= The problem =
Proceed with the market commentary below on currencies, interest rates and Malaysian bonds by continuing it from its final sentence.

= Passage to read =
Global FX: The dollar remained steady but finding resistance below 108.50

Global Rates: US Treasury yields remained elevated as players continue to respond to Fed's rate cut signals

MYR Bonds: Ringgit government bonds were lacking in interest ahead of the year end

USD/MYR: The MYR was firm as the dollar was backing down from recent highs

Macro News

Malaysia: Malaysia's PPI decreased by 0.4% y/y in November, following a 2.4% decline in October. This marks the third consecutive month of producer deflation, although at a slower pace.

China: The People's Bank of China (PBoC) injected CNY300 billion into financial institutions on December 25 through a one-year medium-term lending facility (MLF) at an unchanged rate of 2.0%. This was in contrast to CNY1.45 trillion of MLF loans maturing this month, resulting in a net cash withdrawal of CNY1.15 trillion, the largest since 2014. This marked the third consecutive month with a steady MLF rate following a record 30 bps reduction in September.

US: US Richmond Fed Manufacturing Index increased to -10 in December from -14 in November, indicating a slight improvement. Among its components, shipments and employment remained stable, while new orders improved from -19 to -11.

Fixed Income

Global Bonds: The US Treasury market was modestly supported after the 5Y UST sale but yields remained elevated on a weekly basis post last week's FOMC meeting and 'hawkish' rate cut. The 5Y UST auction worth USD70 billion garnered a firm 2.40x BTC at a high yield of 4.478%.

MYR Government Bonds: The ringgit government bond market was thinly traded as market participants were either away from their desks ahead of the year end or were already closing their books for the year. Yields were down slightly but this occurred on very light volumes.

MYR Corporate Bonds: Trading interest in the PDS market was mixed to weaker ahead of the Christmas break. Various names appeared on the traded list led by papers such as AAA rated PLUS 01/29 which rose 15 bps to 3.89% A-rated MBSB 12/31 which closed unchanged at 4.06%.

= Provided data =
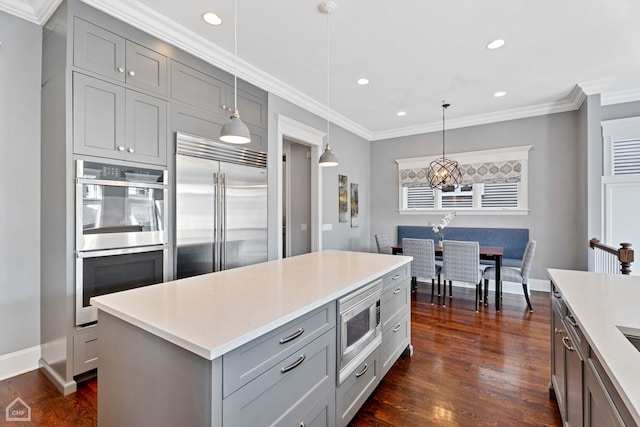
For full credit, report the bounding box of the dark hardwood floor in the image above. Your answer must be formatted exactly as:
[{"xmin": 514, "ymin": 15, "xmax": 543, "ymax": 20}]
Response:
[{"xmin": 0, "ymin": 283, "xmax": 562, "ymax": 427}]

--

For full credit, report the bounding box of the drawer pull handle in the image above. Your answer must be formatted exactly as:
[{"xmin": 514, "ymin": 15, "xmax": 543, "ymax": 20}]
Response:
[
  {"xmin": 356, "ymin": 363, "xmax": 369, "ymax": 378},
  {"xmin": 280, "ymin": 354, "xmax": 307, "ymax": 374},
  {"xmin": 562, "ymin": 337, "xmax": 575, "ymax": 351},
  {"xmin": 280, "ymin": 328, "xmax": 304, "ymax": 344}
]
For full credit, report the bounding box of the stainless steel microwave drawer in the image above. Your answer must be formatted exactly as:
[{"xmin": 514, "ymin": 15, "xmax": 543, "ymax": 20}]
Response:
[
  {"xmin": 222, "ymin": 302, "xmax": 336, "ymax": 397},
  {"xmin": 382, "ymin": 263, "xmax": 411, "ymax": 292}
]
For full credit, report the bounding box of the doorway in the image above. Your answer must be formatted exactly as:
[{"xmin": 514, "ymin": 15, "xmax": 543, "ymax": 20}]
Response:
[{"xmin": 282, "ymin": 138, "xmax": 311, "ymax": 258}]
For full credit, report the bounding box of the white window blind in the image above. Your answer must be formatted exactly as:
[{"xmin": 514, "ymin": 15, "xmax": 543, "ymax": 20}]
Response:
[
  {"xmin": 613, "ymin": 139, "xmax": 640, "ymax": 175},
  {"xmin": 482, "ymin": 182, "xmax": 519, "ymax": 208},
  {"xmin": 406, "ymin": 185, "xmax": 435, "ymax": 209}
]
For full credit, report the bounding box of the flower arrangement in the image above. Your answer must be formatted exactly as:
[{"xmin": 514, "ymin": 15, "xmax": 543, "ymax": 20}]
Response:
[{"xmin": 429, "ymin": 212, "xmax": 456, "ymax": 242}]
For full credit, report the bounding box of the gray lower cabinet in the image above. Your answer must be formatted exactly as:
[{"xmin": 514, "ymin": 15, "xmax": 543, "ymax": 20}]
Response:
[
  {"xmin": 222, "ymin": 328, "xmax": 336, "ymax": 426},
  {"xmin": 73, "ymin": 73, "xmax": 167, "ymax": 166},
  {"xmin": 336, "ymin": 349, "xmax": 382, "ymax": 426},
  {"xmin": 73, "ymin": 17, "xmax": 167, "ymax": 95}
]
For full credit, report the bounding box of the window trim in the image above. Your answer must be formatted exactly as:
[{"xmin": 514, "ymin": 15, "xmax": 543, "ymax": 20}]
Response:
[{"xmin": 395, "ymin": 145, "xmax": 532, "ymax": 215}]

= Result for this task =
Forex

US: The dollar remained supported ahead of the Christmas break as sentiment for the greenback remained aided by the prospects for slower-than-expected Fed rate cut next year. Nevertheless, last week's softer-than-expected PCE inflation data and the US government averting a shutdown pared the dollar gains.

Europe: The light trading session during Christmas eve favoured the dollar and pressured other currencies including the EUR and GBP. Sentiments surrounding the GBP continue to be on the downside following Monday's data showing UK's economy stagnated during 3Q2024, further putting dilemma for the BoE in maintaining its policy rate.

Asia Pacific: Most Asian currencies remained weak so far this week, against the strong USD. The CNY weakness was also sustained amid China's growth worries though expectations remained for additional fresh stimulus. On the other hand, expectations of easier monetary policy continue to pressure China's currency. The JPY is starting this morning on firmer ground though is weaker from a week ago. Data this week being awaited is the Tokyo CPI which is anticipated to show a higher 2.9% y/y in November versus 2.6% in October though expectations is also for BoJ to remain patient before its next rate hike. The AUD fell as the RBA minutes highlighted a cautious stance, emphasizing that current policies remain restrictive to address inflation risks, while acknowledging easing inflation trends.

Malaysia: The MYR was receiving some support below the 4.450 level this week, partly as the DXY level was finding resistance below 108.50. We think short-term moves are mainly technical amid a lack of major drivers.

Other Markets

Gold: Gold remained supported amid outlook for Fed rate policy path next year though firm USD are pressuring a cautious gold direction for the time being.

Oil: Oil prices were supported amid a lack of short-term drivers. Sentiment was driven by expectations of longer-term expectations such as China providing more stimulus to drive its economy, Trump push for the US economy and prospects of continued OPEC+ output cuts.